_Work to be completed_
Type the entries out again exactly as they read, but leave every picture behind.

--- Extracted information ---

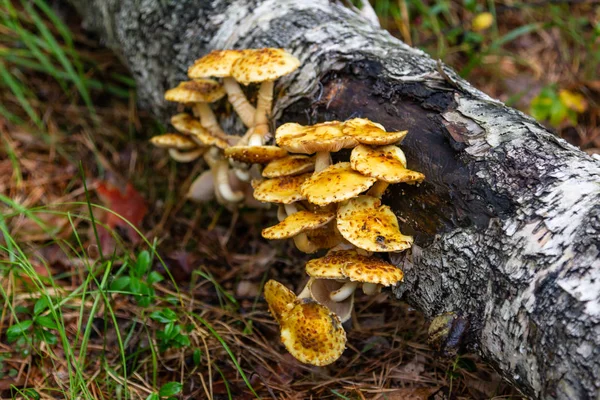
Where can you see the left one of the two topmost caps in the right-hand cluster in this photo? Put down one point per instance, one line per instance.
(326, 136)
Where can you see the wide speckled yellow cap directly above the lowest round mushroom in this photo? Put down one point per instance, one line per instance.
(356, 267)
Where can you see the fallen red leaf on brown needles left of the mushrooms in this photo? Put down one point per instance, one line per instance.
(129, 205)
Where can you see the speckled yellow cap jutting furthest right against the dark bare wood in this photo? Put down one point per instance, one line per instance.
(385, 163)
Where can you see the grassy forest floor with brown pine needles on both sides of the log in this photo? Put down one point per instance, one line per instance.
(167, 301)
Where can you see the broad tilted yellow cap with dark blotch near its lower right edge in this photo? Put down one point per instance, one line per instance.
(367, 224)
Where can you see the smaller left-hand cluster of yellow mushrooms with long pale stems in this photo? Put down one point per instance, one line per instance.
(200, 134)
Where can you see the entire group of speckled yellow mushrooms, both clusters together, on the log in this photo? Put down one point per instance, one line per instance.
(321, 205)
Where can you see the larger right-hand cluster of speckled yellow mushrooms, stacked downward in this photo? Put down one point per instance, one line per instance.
(337, 207)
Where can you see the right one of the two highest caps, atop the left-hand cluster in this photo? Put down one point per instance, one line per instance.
(263, 65)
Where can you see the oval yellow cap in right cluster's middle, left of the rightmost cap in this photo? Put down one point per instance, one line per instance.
(335, 183)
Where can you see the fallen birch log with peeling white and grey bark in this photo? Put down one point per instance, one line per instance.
(507, 223)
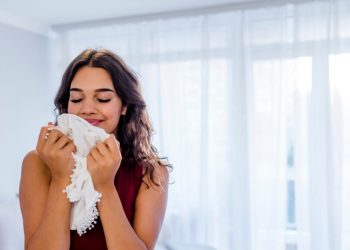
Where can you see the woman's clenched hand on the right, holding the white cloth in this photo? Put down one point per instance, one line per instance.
(103, 163)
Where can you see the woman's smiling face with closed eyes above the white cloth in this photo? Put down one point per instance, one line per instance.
(93, 98)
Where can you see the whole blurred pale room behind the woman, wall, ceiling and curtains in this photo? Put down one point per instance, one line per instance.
(250, 100)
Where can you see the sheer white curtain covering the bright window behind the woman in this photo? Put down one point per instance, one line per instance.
(252, 107)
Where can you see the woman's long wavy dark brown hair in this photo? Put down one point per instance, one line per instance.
(134, 129)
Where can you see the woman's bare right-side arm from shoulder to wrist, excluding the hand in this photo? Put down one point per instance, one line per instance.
(149, 213)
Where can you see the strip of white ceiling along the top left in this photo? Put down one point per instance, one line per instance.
(50, 13)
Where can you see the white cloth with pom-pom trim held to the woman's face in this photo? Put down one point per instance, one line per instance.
(81, 191)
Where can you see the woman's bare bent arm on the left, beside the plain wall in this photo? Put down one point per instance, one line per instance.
(45, 209)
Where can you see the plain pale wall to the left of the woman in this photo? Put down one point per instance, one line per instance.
(25, 107)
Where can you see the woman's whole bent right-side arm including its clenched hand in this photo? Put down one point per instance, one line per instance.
(150, 202)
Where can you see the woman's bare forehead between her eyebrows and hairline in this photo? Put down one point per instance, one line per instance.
(92, 78)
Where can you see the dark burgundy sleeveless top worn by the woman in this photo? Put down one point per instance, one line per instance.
(127, 182)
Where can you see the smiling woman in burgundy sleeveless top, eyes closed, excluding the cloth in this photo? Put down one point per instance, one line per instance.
(98, 87)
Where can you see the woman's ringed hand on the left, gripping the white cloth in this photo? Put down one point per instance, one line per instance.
(55, 150)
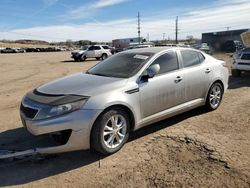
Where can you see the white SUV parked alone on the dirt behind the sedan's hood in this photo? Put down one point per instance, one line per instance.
(93, 51)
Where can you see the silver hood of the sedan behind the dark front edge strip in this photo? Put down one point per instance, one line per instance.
(81, 84)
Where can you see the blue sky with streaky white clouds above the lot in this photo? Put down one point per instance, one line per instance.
(104, 20)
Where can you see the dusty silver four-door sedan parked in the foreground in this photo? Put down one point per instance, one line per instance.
(98, 109)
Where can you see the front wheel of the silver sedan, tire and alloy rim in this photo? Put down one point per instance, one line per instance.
(110, 131)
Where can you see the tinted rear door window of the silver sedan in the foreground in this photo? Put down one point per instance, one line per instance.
(190, 58)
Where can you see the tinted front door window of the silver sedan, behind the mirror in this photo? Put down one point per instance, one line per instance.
(168, 62)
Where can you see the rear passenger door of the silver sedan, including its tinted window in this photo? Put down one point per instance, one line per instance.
(197, 74)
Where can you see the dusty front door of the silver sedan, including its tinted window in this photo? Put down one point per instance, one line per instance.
(165, 89)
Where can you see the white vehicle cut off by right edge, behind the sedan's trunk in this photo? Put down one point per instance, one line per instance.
(241, 63)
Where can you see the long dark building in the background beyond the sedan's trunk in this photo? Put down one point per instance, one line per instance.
(217, 39)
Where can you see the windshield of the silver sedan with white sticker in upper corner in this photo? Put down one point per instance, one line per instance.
(121, 65)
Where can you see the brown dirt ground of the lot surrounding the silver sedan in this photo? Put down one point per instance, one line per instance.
(194, 149)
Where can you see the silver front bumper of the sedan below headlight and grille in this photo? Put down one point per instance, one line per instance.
(80, 122)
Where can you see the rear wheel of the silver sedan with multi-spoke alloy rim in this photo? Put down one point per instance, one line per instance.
(214, 96)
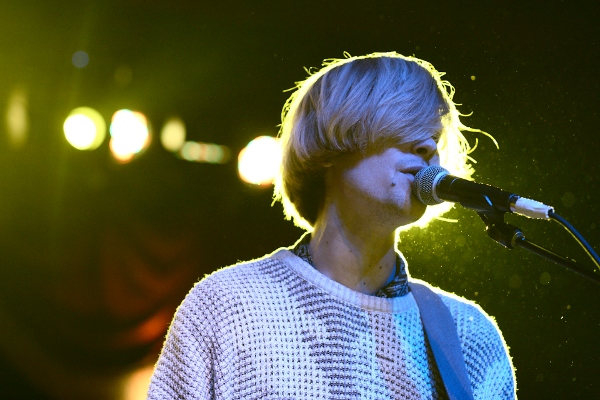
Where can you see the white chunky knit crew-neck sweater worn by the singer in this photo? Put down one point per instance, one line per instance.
(276, 328)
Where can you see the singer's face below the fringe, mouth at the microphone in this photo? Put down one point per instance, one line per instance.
(377, 186)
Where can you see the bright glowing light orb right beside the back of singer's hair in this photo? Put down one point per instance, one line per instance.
(259, 161)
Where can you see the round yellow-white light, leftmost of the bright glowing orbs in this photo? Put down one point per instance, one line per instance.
(85, 128)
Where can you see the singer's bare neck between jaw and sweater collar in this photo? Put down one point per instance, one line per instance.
(359, 258)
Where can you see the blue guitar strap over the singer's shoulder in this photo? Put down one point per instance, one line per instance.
(443, 338)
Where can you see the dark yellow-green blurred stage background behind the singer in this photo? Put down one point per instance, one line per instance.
(95, 256)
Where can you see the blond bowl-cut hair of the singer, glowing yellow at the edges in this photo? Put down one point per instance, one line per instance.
(359, 103)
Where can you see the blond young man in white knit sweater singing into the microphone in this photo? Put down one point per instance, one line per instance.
(333, 316)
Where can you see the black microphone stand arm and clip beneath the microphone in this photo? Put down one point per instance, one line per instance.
(511, 236)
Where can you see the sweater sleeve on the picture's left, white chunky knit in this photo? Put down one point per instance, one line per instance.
(185, 367)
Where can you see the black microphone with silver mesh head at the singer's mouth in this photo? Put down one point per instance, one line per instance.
(434, 185)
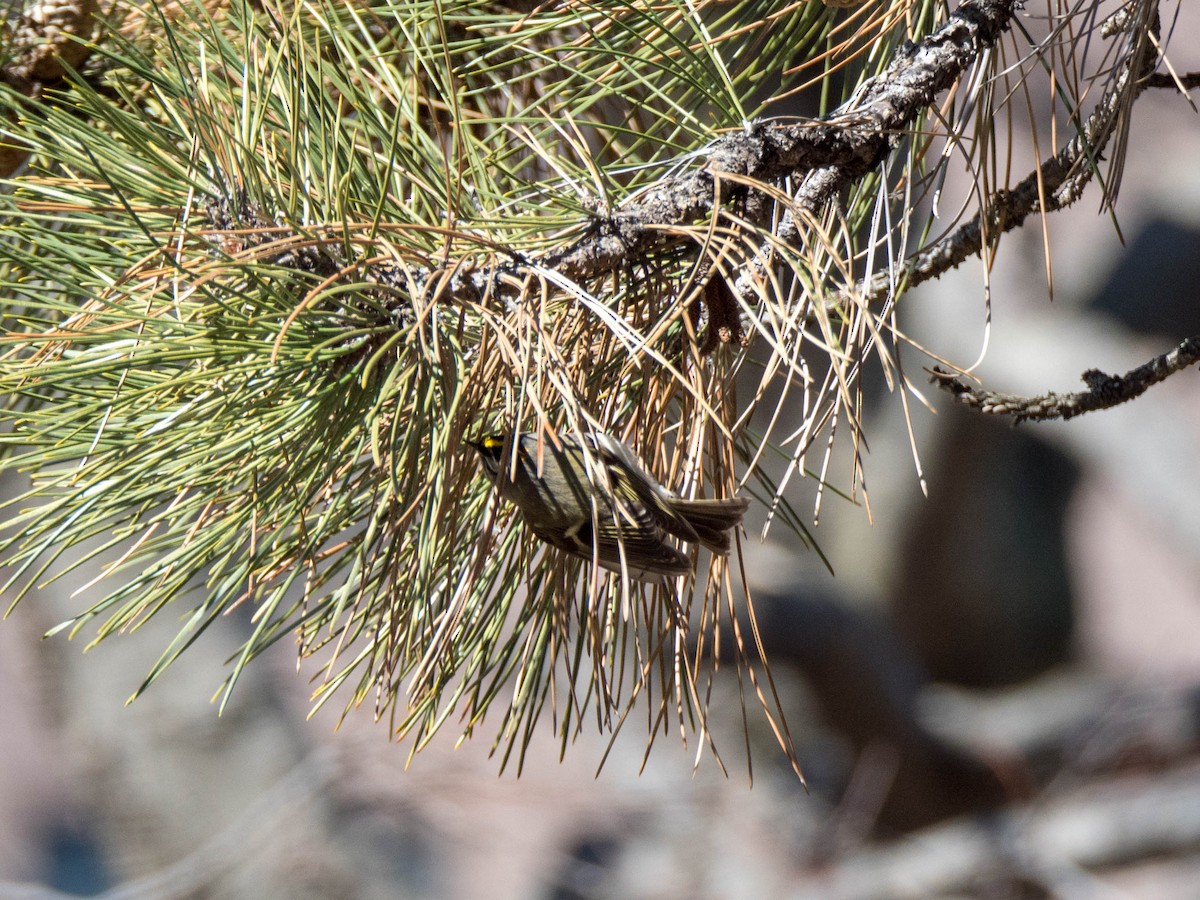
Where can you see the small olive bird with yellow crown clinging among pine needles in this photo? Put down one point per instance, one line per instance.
(620, 515)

---

_Exercise answer_
Where can you see the left one of the two topmost caps in the right-hand cluster in this photo? Put down one point per instance, one line per instance.
(326, 136)
Where can you see the wide speckled yellow cap directly above the lowest round mushroom in this photo? Put down one point per instance, one line per instance.
(356, 267)
Where can you see the fallen red leaf on brown needles left of the mushrooms in this photo? Put down one point per instance, one line per instance.
(129, 205)
Where can you see the speckled yellow cap jutting furthest right against the dark bare wood in this photo? Put down one point per instance, one line per instance.
(385, 163)
Where can you see the grassy forest floor with brown pine needles on both sides of the log in this photo? Put down one point per instance, one line per instance.
(167, 301)
Where can you see the broad tilted yellow cap with dark blotch near its lower right edge in this photo? Put down one point per instance, one line per instance.
(367, 224)
Where can you see the smaller left-hand cluster of yellow mushrooms with long pale stems in this photo? Put down one point per instance, one line per instance.
(200, 134)
Where can you see the entire group of speckled yellow mushrooms, both clusters together, on the log in this photo? Put down one point per instance, one line per instance.
(321, 205)
Where can you see the larger right-hand cluster of speckled yellow mushrooms, stacked downward in this photo? Put down one point per instance, one line per instance.
(337, 207)
Where can you see the right one of the two highest caps, atop the left-hand cluster in this photo? Put down one point per instance, one line per instance.
(263, 65)
Where can you see the oval yellow cap in right cluster's middle, left of the rightmost cap in this photo? Put down one point per instance, one line per instance.
(335, 183)
Where can you see the fallen birch log with peeling white and grey bark in this photo? Put down one point per instance, one line per instance.
(507, 223)
Where can you see the woman's clenched hand on the right, holding the white cloth in this photo? Put down one point per instance, one line per instance.
(103, 163)
Where can you see the woman's smiling face with closed eyes above the white cloth in this photo? Put down one point per instance, one line per instance.
(93, 98)
Where can you see the whole blurred pale room behind the woman, wall, ceiling and curtains in this photo? Put down one point per instance, one line per instance.
(250, 100)
Where can you see the sheer white curtain covering the bright window behind the woman in this photo? Put down one point per instance, one line per instance.
(252, 107)
Where can you see the woman's long wavy dark brown hair in this photo? Put down one point per instance, one line per instance.
(134, 129)
Where can you see the woman's bare right-side arm from shoulder to wrist, excluding the hand in this photo? Put down one point per instance, one line per instance.
(149, 213)
Where can you see the strip of white ceiling along the top left in this photo? Put down one point per instance, one line per instance.
(50, 13)
Where can you see the white cloth with pom-pom trim held to the woman's face in this photo? Put down one point per instance, one line per instance.
(81, 191)
Where can you see the woman's bare bent arm on the left, beside the plain wall in this photo? Put down one point per instance, one line per instance.
(45, 209)
Where can you see the plain pale wall to the left of the woman in this photo? Put down one point per instance, one line per instance.
(25, 107)
Where can you see the woman's whole bent right-side arm including its clenched hand in this photo? Put down one point per instance, one line per instance.
(150, 202)
Where can you see the woman's bare forehead between her eyebrows and hairline in this photo? Put down one point per instance, one line per instance.
(92, 78)
Where can you see the dark burgundy sleeveless top worn by the woman in this photo? Put down one point per instance, one line per instance.
(127, 182)
Where can you see the smiling woman in burgundy sleeveless top, eyes closed, excluding the cloth in this photo? Put down one point per instance, one line per instance.
(98, 87)
Where can you see the woman's ringed hand on the left, gripping the white cloth in this photo? Put down one point per instance, one line per instance.
(55, 150)
Where can you see the white SUV parked alone on the dirt behind the sedan's hood in this photo? Put down one point per instance, one line per instance.
(93, 51)
Where can you see the silver hood of the sedan behind the dark front edge strip in this photo? Put down one point per instance, one line per instance.
(81, 84)
Where can you see the blue sky with streaky white clouds above the lot in this photo? Put down one point per instance, one line per instance.
(104, 20)
Where can you see the dusty silver four-door sedan parked in the foreground in this photo? Put down one point per instance, one line per instance.
(98, 109)
Where can you see the front wheel of the silver sedan, tire and alloy rim in this photo? Put down one point per instance, one line per instance.
(110, 131)
Where can you see the tinted rear door window of the silver sedan in the foreground in this photo? Put down one point per instance, one line per instance.
(190, 58)
Where can you see the tinted front door window of the silver sedan, behind the mirror in this photo? Put down one point per instance, one line per instance.
(168, 62)
Where can you see the rear passenger door of the silver sedan, including its tinted window in this photo? Put down one point per instance, one line per instance.
(197, 74)
Where can you see the dusty front door of the silver sedan, including its tinted window in this photo? Put down one point per instance, one line per instance.
(165, 89)
Where can you see the white vehicle cut off by right edge, behind the sedan's trunk in this photo? Put down one point per instance, one line per instance.
(241, 63)
Where can you see the long dark building in the background beyond the sedan's trunk in this photo? Put down one point per instance, one line per instance.
(217, 39)
Where can you see the windshield of the silver sedan with white sticker in upper corner in this photo? Put down one point per instance, one line per instance.
(121, 65)
Where can you see the brown dirt ground of the lot surrounding the silver sedan in this photo? Put down one point per instance, one line per instance.
(194, 149)
Where can you see the silver front bumper of the sedan below headlight and grille in this photo? Put down one point per instance, one line per instance.
(80, 122)
Where can you see the rear wheel of the silver sedan with multi-spoke alloy rim in this photo? Put down one point per instance, one line per instance.
(214, 96)
Where can you see the white chunky knit crew-neck sweater worn by the singer in this photo? Put down one point per instance, one line per instance.
(276, 328)
Where can you see the singer's face below the fringe, mouth at the microphone in this photo? Put down one point per instance, one line per instance.
(377, 186)
Where can you see the bright glowing light orb right beside the back of singer's hair in this photo? Put down one point per instance, one line per instance.
(259, 161)
Where can you see the round yellow-white light, leftmost of the bright glowing orbs in this photo? Put down one point per instance, one line per instance.
(85, 128)
Where can you see the singer's bare neck between jaw and sweater collar in this photo? Put down one point per instance, one line per instance.
(359, 258)
Where can you see the blue guitar strap over the singer's shoulder in this photo? Put down one point per instance, one line per instance.
(443, 338)
Where can you see the dark yellow-green blurred stage background behind the singer in this photo? Put down one point per instance, one line per instance.
(95, 256)
Where can you see the blond bowl-cut hair of the singer, glowing yellow at the edges in this photo? Put down one point per instance, one line per instance.
(359, 103)
Where can you see the blond young man in white knit sweater singing into the microphone in this photo? Put down one point per instance, one line per instance.
(333, 316)
Where can you see the black microphone stand arm and clip beneath the microphone in this photo? Put down one point per instance, one line per instance.
(511, 236)
Where can you see the sweater sleeve on the picture's left, white chunky knit in this photo? Put down one point per instance, one line per instance.
(185, 367)
Where can you see the black microphone with silver mesh head at the singer's mouth in this photo? Put down one point per instance, one line per instance.
(434, 185)
Where can you see the small olive bird with yellow crown clinging among pine needles in this photo? Put down one point per instance, one line per instance.
(620, 515)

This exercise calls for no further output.